SUPPLIED DATA:
## Begin
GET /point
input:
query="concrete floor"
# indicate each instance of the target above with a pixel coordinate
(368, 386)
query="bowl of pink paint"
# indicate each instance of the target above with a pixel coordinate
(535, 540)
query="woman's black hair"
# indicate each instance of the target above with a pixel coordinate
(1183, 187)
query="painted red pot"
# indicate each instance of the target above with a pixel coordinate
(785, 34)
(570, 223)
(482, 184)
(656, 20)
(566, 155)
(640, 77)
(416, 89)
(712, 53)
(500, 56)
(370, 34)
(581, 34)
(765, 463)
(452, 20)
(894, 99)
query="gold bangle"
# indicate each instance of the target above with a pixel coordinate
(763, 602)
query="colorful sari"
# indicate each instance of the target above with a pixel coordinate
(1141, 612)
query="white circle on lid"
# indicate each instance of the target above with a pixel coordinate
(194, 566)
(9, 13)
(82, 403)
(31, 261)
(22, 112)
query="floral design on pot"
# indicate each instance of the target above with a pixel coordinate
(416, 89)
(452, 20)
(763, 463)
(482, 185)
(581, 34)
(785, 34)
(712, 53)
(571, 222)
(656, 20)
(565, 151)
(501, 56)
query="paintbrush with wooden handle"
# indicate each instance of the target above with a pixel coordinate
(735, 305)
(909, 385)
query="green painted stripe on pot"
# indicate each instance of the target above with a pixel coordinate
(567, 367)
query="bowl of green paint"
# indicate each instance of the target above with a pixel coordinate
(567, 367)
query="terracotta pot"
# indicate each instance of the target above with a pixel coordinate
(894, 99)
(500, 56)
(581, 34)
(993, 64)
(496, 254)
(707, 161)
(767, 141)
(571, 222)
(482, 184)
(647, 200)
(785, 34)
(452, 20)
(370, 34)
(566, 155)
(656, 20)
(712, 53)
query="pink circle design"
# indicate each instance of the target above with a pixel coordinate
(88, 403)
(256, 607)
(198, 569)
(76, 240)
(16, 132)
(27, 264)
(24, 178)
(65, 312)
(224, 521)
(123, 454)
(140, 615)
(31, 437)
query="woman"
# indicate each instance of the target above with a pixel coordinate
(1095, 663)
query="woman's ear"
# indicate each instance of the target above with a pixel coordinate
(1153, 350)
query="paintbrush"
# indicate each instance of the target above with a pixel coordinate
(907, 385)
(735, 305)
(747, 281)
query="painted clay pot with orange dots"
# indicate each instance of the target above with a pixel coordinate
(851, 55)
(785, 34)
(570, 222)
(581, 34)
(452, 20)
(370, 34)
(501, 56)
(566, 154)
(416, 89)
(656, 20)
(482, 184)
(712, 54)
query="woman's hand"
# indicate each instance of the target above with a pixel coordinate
## End
INSTRUCTIONS TO FOLLOW: Please retype all of the items above line for line, with no changes to any character.

RESULT FOR THIS TASK:
GET /point
input:
query="concrete floor"
# indicate each instance of the target above with a pixel coordinate
(368, 386)
query="bowl of pink paint"
# indicate each instance of the target above with a pixel coordinate
(535, 540)
query="woman's black hair"
# indicate each instance of the target above with a pixel coordinate
(1183, 187)
query="painted red pot"
# indicate each instance of the target above with a pixel coordinate
(785, 34)
(570, 223)
(482, 184)
(656, 20)
(566, 155)
(640, 77)
(416, 89)
(712, 53)
(500, 56)
(370, 34)
(581, 34)
(765, 463)
(452, 20)
(894, 99)
query="gold bangle"
# indicate each instance of the target above with a pixel coordinate
(763, 602)
query="colorful sari"
# indicate each instance of the target above with a pixel coordinate
(1141, 612)
query="white circle on lid"
# indicate each instance of the target above with a pixel coordinate
(194, 566)
(9, 13)
(82, 403)
(31, 261)
(22, 112)
query="floral design on pot"
# indicate each instance of the target above with a pixel coordinate
(416, 89)
(452, 20)
(763, 463)
(482, 185)
(581, 34)
(785, 34)
(712, 53)
(571, 222)
(656, 20)
(565, 151)
(501, 56)
query="paintbrush with wooden handle"
# indicate each instance of the target above with a pixel coordinate
(735, 305)
(909, 385)
query="green painted stripe on pot"
# indicate each instance of the target above with a pixel coordinate
(567, 367)
query="bowl of green paint"
# indicate each instance of the target above with a pixel coordinate
(567, 367)
query="terracotta pot"
# indicate each instance of the target above with a pixel coordinate
(894, 99)
(500, 56)
(581, 34)
(993, 64)
(496, 254)
(707, 161)
(767, 141)
(571, 222)
(482, 184)
(647, 200)
(785, 34)
(452, 20)
(370, 34)
(566, 155)
(656, 20)
(712, 53)
query="pink circle design"
# indicate each instance of the target above with a pixel coordinate
(88, 403)
(256, 607)
(198, 569)
(76, 240)
(16, 132)
(27, 264)
(24, 178)
(65, 312)
(224, 521)
(123, 454)
(140, 615)
(31, 437)
query="woman"
# indicate each instance of the target above with a pixel coordinate
(1095, 663)
query="woman's ear"
# indicate each instance of the target above with a pixel coordinate
(1153, 350)
query="paintbrush"
# indicate each instance of the target above with a pixel coordinate
(907, 385)
(735, 305)
(747, 281)
query="painted clay pot with orange dots"
# indicate each instance of the target above with a pixel coordinate
(851, 55)
(785, 34)
(570, 222)
(581, 34)
(452, 20)
(370, 34)
(501, 56)
(566, 154)
(416, 89)
(656, 20)
(482, 184)
(712, 54)
query="woman's hand"
# indicate each instance of the target above with a pixel coordinate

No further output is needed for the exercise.